## Task instructions
Copy the data from the line with "# point at: brochure" through the line with "x=74, y=262", swapping "black keyboard" for "computer keyboard" and keeping everything else unchanged. Output only those lines.

## Extracted material

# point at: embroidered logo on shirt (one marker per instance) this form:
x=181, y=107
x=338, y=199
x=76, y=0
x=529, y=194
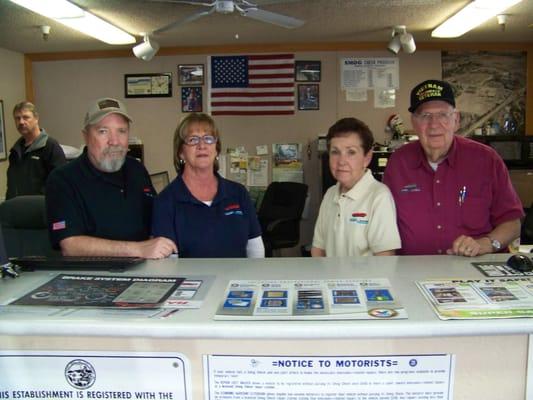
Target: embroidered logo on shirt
x=148, y=192
x=359, y=218
x=57, y=226
x=412, y=187
x=233, y=209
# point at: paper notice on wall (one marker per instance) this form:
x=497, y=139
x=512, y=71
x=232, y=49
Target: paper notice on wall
x=354, y=94
x=257, y=171
x=384, y=98
x=280, y=174
x=261, y=150
x=413, y=377
x=238, y=167
x=369, y=73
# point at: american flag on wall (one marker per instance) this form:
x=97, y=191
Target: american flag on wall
x=251, y=85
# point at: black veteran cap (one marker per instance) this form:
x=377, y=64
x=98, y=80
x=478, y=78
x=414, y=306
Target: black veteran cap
x=429, y=90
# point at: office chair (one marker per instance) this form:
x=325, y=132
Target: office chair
x=23, y=221
x=526, y=236
x=159, y=180
x=280, y=214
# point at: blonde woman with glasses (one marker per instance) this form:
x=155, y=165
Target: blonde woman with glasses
x=206, y=215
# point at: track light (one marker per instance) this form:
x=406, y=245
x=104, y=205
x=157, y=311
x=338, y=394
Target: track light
x=146, y=50
x=401, y=39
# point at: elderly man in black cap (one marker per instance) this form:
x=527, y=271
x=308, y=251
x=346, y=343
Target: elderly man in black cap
x=453, y=195
x=101, y=203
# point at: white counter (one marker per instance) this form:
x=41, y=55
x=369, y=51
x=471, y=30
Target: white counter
x=491, y=355
x=402, y=272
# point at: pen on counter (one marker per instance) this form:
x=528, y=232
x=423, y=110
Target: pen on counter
x=462, y=195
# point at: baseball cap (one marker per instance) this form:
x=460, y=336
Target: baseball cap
x=429, y=90
x=103, y=107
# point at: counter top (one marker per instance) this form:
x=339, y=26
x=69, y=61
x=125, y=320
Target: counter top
x=402, y=273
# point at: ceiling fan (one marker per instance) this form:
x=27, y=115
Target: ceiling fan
x=244, y=7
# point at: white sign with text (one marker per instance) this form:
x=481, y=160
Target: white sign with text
x=405, y=377
x=93, y=375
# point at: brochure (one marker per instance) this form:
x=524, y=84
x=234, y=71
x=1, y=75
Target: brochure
x=310, y=300
x=102, y=291
x=480, y=298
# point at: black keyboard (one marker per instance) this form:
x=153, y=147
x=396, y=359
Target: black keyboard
x=74, y=262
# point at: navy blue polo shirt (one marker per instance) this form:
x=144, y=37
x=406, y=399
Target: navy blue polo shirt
x=81, y=200
x=202, y=231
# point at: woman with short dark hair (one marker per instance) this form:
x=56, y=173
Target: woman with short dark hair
x=357, y=216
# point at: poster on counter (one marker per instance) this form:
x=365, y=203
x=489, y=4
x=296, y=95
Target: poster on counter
x=413, y=377
x=480, y=298
x=94, y=375
x=73, y=290
x=310, y=300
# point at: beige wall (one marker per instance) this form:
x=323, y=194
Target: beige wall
x=64, y=88
x=12, y=89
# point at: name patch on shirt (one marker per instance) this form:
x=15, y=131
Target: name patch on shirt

## Result
# point at: brochure (one marker per instance) this form:
x=524, y=84
x=234, y=71
x=1, y=75
Target: brochure
x=310, y=300
x=102, y=291
x=480, y=298
# point at: computer keyboard (one marker per instance) this form:
x=153, y=147
x=396, y=359
Target: computer keyboard
x=74, y=262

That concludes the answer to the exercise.